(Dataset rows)

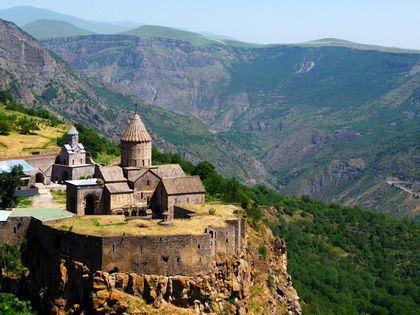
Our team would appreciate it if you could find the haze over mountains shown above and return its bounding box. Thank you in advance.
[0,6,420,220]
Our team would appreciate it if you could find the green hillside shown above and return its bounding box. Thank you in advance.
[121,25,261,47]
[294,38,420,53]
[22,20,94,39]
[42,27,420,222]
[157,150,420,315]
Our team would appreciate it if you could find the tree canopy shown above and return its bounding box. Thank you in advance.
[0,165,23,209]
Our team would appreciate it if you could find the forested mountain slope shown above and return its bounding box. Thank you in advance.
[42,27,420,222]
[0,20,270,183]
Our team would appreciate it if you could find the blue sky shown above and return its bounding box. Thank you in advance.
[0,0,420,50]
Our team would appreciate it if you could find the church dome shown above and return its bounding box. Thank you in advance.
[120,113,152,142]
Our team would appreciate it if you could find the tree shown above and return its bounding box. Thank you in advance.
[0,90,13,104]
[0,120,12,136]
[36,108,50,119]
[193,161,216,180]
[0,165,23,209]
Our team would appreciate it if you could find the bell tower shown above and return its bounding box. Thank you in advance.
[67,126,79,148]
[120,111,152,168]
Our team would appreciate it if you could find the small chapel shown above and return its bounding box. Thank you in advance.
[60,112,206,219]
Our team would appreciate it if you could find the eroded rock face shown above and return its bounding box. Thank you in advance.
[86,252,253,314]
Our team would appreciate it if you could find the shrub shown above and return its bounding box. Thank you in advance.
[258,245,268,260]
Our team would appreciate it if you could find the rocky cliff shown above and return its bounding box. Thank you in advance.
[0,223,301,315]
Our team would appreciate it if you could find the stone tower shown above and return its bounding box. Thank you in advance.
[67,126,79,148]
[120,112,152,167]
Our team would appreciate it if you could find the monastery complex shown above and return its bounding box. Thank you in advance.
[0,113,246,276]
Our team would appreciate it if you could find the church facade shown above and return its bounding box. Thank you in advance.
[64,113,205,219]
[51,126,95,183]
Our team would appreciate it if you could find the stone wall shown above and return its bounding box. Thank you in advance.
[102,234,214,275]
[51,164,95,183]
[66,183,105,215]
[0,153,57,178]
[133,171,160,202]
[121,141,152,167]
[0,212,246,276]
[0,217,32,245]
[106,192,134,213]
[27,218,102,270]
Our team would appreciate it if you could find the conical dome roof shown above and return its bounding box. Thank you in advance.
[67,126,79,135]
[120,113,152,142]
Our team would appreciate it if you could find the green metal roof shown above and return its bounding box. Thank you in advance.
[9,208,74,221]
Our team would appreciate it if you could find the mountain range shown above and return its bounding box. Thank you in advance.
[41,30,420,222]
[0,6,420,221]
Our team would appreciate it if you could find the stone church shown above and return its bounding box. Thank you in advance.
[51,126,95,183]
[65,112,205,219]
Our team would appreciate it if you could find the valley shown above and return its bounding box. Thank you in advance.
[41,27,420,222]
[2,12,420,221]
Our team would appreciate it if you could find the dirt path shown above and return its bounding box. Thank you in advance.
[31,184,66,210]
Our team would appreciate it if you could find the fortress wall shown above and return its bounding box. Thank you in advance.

--

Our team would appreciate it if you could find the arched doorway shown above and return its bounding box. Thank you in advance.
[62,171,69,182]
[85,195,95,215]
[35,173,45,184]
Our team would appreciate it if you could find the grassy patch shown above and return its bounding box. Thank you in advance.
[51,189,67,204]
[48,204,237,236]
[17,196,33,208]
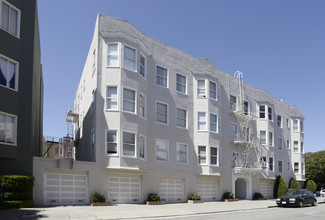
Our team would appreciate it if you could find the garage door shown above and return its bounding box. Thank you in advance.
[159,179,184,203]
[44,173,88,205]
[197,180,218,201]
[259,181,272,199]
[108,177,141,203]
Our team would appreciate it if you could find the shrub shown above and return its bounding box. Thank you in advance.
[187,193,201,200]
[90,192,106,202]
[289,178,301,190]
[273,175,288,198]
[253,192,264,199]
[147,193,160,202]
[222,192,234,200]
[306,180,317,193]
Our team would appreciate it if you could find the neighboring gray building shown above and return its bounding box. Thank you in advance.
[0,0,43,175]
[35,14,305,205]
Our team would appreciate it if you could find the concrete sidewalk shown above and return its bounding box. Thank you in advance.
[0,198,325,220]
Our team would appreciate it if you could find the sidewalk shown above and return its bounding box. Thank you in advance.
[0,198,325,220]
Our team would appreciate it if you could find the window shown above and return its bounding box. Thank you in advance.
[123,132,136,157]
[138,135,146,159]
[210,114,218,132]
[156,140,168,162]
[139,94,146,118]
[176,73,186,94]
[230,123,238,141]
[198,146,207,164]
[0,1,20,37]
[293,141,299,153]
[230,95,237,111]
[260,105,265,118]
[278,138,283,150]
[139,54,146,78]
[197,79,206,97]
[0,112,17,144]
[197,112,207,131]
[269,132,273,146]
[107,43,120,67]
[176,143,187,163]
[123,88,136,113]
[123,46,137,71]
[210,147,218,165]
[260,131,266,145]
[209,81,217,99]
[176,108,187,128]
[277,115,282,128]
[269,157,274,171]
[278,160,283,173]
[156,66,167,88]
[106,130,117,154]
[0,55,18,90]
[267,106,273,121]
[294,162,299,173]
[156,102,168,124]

...

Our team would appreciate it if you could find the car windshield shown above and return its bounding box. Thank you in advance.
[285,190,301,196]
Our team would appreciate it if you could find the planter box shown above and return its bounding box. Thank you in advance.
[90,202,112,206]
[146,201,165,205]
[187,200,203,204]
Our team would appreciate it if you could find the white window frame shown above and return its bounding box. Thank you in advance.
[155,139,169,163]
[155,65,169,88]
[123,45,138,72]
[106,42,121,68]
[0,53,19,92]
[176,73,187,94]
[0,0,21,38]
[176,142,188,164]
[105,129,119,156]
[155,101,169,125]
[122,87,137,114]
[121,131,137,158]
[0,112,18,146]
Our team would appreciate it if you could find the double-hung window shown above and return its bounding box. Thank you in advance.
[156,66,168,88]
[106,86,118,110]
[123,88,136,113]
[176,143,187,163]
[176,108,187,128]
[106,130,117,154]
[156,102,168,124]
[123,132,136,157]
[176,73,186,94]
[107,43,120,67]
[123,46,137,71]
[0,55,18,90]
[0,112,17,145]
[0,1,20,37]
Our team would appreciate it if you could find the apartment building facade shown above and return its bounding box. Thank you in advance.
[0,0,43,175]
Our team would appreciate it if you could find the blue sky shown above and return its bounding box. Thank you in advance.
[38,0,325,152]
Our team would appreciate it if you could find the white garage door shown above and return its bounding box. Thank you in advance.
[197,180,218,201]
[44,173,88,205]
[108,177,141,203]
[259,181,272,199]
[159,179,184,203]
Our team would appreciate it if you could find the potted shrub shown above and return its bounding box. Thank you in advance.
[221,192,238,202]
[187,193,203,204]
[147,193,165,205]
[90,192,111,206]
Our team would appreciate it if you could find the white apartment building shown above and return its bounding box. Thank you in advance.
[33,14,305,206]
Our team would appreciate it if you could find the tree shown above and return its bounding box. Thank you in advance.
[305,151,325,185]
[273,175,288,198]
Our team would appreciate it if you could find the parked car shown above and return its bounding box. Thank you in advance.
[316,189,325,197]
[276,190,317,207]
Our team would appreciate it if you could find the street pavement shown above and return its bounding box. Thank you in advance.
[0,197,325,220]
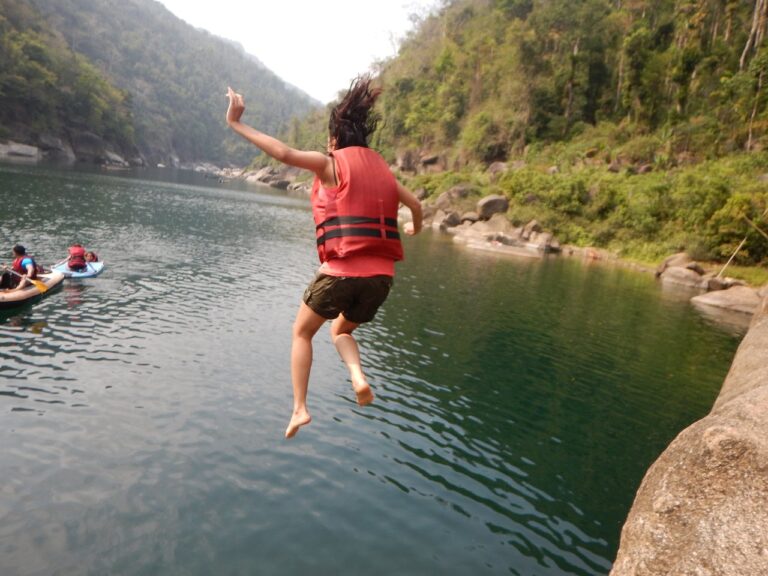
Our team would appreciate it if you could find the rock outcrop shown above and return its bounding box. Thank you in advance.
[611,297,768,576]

— Exercise goal —
Show every line of the records above that contains the string "dome", copying each line in full. Only matches with the same capitalization count.

— Result of the exercise —
Our team would appreciate it if you could find the church dome shown above and return its bounding box. Thank you in advance.
Our team would appreciate it if you could find the conical dome roof shown above and return its bounding box. Thank you in advance.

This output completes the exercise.